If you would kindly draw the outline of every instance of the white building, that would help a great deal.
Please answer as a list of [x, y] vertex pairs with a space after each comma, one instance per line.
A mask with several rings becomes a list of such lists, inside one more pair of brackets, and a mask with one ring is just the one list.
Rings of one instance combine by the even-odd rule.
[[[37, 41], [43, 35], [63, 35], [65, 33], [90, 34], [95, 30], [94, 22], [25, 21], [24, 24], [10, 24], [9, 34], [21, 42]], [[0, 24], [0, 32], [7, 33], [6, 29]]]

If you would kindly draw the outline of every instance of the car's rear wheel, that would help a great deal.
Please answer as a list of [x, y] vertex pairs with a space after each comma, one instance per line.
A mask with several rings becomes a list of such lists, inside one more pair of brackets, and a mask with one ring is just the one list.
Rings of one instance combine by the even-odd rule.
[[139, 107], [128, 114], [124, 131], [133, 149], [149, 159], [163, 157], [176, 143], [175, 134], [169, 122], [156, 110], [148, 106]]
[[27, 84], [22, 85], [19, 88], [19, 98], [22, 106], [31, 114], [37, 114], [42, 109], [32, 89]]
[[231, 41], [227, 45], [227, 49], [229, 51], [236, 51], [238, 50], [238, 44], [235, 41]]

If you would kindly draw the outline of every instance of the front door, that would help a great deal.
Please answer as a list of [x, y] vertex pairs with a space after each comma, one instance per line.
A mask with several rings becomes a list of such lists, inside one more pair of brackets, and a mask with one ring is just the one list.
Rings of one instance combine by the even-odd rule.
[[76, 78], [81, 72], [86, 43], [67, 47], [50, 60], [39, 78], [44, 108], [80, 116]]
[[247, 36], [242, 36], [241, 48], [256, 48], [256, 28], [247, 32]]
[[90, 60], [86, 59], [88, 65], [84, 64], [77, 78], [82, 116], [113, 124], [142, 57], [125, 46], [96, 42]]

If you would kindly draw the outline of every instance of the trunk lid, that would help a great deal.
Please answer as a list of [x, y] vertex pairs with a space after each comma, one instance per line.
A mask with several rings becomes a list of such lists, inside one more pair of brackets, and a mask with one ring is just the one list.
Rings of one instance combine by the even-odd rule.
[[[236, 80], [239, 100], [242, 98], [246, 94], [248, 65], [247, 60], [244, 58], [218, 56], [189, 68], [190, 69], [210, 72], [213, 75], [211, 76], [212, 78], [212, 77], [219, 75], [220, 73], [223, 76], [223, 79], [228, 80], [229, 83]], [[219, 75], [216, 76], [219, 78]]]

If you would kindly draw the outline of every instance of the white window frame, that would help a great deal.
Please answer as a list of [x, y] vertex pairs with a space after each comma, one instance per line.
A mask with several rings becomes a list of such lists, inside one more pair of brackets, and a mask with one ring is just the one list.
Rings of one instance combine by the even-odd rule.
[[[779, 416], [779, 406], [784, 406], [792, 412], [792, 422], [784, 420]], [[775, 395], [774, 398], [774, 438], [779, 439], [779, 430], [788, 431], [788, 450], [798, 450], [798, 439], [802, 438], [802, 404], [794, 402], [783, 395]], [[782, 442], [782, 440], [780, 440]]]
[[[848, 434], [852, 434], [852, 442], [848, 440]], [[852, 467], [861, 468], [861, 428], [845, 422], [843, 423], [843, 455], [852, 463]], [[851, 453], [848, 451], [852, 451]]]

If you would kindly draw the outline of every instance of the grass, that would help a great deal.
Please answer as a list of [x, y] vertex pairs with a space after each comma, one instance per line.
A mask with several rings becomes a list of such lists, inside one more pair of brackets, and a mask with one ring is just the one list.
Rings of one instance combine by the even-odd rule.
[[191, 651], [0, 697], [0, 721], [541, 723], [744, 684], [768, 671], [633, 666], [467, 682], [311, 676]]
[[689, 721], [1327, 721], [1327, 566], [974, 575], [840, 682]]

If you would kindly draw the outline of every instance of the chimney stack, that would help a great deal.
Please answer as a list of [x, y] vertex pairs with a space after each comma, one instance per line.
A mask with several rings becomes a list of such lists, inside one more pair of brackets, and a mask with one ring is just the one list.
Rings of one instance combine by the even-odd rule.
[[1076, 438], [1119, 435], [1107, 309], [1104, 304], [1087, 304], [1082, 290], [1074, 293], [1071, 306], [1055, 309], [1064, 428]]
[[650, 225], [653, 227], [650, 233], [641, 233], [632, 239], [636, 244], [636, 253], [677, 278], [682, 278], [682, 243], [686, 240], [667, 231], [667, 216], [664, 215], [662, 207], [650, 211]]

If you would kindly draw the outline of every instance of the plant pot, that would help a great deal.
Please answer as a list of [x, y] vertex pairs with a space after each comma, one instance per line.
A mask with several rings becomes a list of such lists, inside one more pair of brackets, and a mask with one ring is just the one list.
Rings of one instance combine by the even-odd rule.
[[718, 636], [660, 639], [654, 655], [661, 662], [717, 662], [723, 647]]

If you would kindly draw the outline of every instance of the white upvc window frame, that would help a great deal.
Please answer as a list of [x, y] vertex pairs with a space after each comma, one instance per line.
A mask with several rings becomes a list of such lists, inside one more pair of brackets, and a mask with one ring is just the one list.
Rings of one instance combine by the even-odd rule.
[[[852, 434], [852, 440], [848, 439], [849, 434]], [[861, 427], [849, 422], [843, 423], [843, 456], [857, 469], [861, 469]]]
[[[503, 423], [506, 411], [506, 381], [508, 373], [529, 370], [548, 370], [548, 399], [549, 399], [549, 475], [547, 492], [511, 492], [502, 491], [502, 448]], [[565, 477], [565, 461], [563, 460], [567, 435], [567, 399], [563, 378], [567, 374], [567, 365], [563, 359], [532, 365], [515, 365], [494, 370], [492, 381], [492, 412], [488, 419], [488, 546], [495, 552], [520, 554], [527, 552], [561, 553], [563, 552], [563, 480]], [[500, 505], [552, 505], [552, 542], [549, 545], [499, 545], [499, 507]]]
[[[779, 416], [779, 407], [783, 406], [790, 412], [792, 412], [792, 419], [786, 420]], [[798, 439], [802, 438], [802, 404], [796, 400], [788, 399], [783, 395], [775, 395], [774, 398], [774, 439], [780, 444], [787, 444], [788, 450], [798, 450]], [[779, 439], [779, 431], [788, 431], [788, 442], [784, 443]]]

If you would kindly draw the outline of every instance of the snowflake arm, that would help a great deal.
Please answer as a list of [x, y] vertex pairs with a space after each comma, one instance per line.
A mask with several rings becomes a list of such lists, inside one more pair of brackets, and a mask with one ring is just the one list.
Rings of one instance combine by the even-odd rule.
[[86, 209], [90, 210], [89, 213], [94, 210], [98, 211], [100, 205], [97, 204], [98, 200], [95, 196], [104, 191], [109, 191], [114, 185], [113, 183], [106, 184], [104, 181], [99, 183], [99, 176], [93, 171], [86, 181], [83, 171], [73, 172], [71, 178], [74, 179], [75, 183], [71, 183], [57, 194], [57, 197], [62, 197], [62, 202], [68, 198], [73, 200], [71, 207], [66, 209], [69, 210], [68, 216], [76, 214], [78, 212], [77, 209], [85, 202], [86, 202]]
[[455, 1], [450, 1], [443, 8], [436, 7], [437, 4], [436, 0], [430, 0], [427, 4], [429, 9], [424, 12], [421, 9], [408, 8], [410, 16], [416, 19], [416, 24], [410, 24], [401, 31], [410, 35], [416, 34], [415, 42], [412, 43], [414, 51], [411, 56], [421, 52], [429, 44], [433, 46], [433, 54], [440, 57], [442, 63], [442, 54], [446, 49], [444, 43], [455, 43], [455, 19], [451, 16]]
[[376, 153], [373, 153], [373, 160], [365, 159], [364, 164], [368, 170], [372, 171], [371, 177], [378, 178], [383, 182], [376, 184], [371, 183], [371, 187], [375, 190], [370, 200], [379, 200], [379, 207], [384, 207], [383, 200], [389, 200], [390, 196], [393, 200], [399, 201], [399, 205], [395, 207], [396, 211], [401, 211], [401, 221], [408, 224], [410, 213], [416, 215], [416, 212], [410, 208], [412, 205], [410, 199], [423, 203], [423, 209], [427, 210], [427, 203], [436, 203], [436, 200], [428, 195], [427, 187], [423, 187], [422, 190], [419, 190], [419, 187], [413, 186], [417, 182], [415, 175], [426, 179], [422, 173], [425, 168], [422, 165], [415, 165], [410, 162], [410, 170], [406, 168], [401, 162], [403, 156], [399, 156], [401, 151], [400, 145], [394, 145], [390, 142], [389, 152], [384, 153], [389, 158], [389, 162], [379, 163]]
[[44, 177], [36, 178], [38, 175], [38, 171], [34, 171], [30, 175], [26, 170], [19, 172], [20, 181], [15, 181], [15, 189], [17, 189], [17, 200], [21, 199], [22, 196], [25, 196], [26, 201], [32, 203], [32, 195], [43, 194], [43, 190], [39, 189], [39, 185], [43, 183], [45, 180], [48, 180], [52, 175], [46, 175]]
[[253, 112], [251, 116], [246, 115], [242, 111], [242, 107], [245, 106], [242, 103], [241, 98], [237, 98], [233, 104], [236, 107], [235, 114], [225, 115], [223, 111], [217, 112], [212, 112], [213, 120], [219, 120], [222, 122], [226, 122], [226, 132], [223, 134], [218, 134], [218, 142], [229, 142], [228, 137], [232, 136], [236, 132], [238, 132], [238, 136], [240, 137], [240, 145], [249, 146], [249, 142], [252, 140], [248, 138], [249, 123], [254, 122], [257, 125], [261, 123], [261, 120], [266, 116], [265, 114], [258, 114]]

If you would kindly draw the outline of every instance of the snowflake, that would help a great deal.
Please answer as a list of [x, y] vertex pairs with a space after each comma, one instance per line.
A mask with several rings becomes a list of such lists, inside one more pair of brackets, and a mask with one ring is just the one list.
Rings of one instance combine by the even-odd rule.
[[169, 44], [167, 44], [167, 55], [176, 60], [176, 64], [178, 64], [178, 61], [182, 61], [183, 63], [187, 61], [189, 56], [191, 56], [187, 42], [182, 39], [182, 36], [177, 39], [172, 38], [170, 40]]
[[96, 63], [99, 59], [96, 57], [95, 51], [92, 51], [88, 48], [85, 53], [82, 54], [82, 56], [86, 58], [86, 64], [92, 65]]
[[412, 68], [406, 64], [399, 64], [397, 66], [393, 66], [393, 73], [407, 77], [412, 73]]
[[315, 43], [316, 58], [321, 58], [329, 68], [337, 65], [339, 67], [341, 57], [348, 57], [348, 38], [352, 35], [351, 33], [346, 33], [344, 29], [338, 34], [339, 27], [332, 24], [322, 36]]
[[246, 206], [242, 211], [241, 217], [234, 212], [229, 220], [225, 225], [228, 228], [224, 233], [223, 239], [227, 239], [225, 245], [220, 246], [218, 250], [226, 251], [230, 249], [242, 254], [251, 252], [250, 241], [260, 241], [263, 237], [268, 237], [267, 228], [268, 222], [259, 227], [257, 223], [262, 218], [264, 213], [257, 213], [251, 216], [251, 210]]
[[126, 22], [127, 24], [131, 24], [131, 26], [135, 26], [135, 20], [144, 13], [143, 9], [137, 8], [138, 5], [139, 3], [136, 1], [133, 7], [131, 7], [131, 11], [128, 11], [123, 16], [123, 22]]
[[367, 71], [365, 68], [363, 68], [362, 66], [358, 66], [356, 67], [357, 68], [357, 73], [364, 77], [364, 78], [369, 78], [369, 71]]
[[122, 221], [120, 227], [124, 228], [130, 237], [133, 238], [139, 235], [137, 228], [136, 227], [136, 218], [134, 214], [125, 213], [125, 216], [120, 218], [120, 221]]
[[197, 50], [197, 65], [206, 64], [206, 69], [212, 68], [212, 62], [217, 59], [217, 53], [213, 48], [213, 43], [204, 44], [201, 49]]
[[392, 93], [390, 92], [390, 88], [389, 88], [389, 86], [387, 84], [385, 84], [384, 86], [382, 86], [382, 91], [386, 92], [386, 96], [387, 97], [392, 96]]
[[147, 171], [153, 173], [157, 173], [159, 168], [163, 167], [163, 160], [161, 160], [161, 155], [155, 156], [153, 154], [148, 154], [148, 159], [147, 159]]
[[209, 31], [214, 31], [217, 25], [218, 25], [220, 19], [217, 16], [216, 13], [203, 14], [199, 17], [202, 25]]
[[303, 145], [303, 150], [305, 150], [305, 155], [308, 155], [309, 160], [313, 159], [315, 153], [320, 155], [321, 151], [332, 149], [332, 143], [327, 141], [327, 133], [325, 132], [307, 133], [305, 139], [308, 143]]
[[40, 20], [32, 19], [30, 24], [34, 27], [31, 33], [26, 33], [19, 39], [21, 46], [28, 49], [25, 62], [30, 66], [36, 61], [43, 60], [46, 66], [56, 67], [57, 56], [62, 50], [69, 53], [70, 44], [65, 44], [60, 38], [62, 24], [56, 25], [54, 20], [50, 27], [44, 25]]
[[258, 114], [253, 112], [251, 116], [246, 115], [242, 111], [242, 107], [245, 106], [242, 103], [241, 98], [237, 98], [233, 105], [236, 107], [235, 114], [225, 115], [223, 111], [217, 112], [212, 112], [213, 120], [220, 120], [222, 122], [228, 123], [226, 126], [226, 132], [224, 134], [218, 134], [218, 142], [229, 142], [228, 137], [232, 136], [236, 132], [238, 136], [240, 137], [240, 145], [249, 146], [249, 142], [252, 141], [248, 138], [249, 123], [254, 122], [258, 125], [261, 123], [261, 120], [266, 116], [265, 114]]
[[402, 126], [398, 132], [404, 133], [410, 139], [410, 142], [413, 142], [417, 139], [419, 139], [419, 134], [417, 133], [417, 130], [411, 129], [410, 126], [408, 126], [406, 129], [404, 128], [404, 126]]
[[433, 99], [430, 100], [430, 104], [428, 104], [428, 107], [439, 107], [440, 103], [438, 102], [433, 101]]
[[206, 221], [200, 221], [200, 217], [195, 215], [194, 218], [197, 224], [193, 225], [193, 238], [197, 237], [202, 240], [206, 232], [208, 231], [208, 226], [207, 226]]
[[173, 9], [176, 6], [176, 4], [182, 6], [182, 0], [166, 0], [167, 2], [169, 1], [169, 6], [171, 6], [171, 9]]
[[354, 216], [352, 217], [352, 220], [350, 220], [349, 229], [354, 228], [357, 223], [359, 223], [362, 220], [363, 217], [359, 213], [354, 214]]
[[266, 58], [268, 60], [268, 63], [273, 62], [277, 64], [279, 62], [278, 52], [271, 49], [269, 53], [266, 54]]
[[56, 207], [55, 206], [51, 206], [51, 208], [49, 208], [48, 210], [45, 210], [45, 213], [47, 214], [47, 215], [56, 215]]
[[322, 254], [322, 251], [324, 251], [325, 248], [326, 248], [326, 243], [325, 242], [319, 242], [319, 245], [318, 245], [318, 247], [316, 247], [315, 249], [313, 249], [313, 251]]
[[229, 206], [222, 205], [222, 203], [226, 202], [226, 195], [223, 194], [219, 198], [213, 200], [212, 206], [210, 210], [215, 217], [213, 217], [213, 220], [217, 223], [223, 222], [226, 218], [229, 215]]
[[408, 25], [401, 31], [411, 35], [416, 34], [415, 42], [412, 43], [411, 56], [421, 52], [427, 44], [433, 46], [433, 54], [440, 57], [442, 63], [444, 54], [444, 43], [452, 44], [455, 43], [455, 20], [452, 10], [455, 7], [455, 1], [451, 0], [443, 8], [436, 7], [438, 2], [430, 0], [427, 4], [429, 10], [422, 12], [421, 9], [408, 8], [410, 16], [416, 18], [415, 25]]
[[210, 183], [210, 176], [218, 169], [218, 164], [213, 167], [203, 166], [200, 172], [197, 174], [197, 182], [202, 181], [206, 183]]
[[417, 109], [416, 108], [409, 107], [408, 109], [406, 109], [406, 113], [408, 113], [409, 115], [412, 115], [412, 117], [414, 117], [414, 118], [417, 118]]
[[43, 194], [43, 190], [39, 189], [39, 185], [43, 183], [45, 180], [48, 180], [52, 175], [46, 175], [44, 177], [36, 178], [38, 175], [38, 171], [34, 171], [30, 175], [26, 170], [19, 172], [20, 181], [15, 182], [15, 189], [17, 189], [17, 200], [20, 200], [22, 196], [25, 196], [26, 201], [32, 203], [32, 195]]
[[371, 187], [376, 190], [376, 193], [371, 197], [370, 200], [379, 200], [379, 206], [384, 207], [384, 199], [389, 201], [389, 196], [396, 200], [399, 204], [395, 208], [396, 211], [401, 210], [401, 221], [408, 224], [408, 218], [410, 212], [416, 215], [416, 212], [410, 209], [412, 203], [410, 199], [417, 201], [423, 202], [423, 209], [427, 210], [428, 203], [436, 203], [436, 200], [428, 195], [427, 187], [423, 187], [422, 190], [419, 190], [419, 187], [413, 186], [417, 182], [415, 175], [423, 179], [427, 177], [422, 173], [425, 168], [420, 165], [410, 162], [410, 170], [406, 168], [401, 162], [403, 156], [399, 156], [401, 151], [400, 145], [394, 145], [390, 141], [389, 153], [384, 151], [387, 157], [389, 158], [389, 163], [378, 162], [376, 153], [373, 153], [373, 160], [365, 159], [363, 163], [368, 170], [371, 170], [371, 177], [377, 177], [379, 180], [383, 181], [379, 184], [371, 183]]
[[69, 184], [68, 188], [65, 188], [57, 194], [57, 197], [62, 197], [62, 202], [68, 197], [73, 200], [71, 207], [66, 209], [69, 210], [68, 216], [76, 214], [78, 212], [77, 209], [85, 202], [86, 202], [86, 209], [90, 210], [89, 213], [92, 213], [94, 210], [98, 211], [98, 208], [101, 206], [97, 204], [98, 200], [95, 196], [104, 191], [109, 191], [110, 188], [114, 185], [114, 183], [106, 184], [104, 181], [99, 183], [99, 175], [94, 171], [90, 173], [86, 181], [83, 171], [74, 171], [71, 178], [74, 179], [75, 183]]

▶ **What you are asked to do**:
Rewrite the items from the line with "door, that would help a great deal." up to and including the line with "28], [247, 32]]", replacing "front door" with "main door" and leaving every other word unchanged.

▶ **Reply to the exercise**:
If you would kindly draw the outline of every instance of the main door, that would help a great deal.
Please answer as a list of [x, y] vertex pairs with a space after each comma, one instance per line.
A mask with several rings becomes a list of such lists, inside one more pair of brackets, and a mask with one ring is just the one list.
Rings of one instance combine by the even-odd rule.
[[76, 78], [81, 72], [86, 43], [67, 47], [50, 60], [39, 78], [44, 108], [80, 116]]
[[247, 36], [242, 36], [241, 48], [256, 48], [256, 28], [247, 32]]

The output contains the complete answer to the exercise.